WORK REQUEST 1: In the bottle drive article, who donated the drop-off container?
WORK REQUEST 2: Please sum up the bottle drive article in two sentences.

PAGE EXTRACT:
Afterward the bottles would be taken to the beer store on Dieppe Road in St. Catharines to be sorted in the back warehouse and counted by the store's staff. 

The bottle drive never really picked up door-to-door in Virgil and curb-side pick-up was only done in Old Town because there were not enough people to cover both areas at the time.  

As the years went on, the bottle drive turned into a twice a year event because of the overwhelming community support, “and the fact that the beer store wasn't allowing us to bring in that much in one run. So, we had to do it to two separate bottle drives,” Jeffery said. 

“Now, we're to the point where we've got a drop-off location here. People drop off all the time.” 

J&S Performance is the Ruttans family-run business. The drop-off container was donated by Van Noort Florists. 

“Rob and Sharon Van Noort do a lot of work in this too and provide a lot of help,” Scott said. 

“Rob was scrapping out a refrigerated flower truck, so I went to work and took the container off the back and mounted it up here at my yard, and that’s when we started with the drop-offs here.” 

A couple of times a year, bottle donations are moved from the drop-off location and gathered with what they’ve got stored at the greenhouse into the building to be sorted. 

Bottles are sorted by the sponsoring committee, staff members and parent volunteers. The first couple of years of bottle sorting was done in the Ruttans' garage on East and West Line but Scott said they outgrew the space “pretty fast.” Sorting was done in the old Virgil firehall and the Virgil public school before Van Noort Florists came on board. 

Now large four-by-four bins are used to store all the bottles and, “twice a year, the big bins go up to the beer store in Stoney Creek to the main warehouse.”  

The load of bottles got to be so big that they couldn’t do it at Dieppe Road anymore. 

“I don’t know how much money they make a year anymore but suffice to say that it runs the squadron quite comfortably and allows them to have a comfortable bank account.” 

“It’s a non-profit organization, so they can’t have a huge bank account, they can only run on what they have,” Scott said. “My goal when I was a sponsoring committee chairman was to be able to have enough money in the bank to run a squadron for a full year in case something went wrong. Say we lost a bunch of funding or whatever, we would have at least enough money to run the squadron for a full year so we could get back on our feet again, but that has never happened.” 

“With this pandemic, this has allowed us to help the cadets still and they’re still fundraising without being out in the public,” Jeffrey said.

RECORDS:
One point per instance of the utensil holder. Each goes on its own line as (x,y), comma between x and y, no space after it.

---

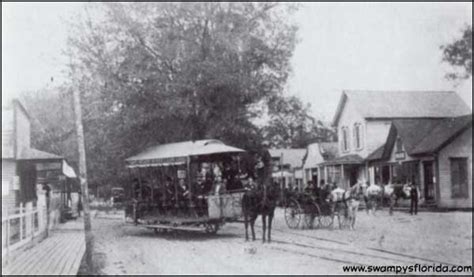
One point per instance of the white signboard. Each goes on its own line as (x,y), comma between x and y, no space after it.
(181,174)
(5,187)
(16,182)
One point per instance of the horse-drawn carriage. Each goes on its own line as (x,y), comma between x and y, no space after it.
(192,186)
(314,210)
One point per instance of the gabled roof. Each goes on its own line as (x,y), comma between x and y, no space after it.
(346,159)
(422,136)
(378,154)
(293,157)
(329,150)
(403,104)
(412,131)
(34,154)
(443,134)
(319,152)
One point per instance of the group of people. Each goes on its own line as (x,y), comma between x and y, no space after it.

* * *

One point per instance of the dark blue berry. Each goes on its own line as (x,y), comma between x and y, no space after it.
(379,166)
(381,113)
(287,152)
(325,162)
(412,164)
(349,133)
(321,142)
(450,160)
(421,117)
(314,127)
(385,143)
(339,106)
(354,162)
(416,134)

RESPONSE BOX 1: Van Noort Florists donated it.

RESPONSE BOX 2: Because of overwhelming community support, the bottle drive became a twice-yearly event, and people now leave bottles at any time in a drop-off container donated by Van Noort Florists. The sponsoring committee, staff members and parent volunteers sort the bottles, which go in large bins to the beer store's main warehouse in Stoney Creek, and the drive runs the squadron quite comfortably.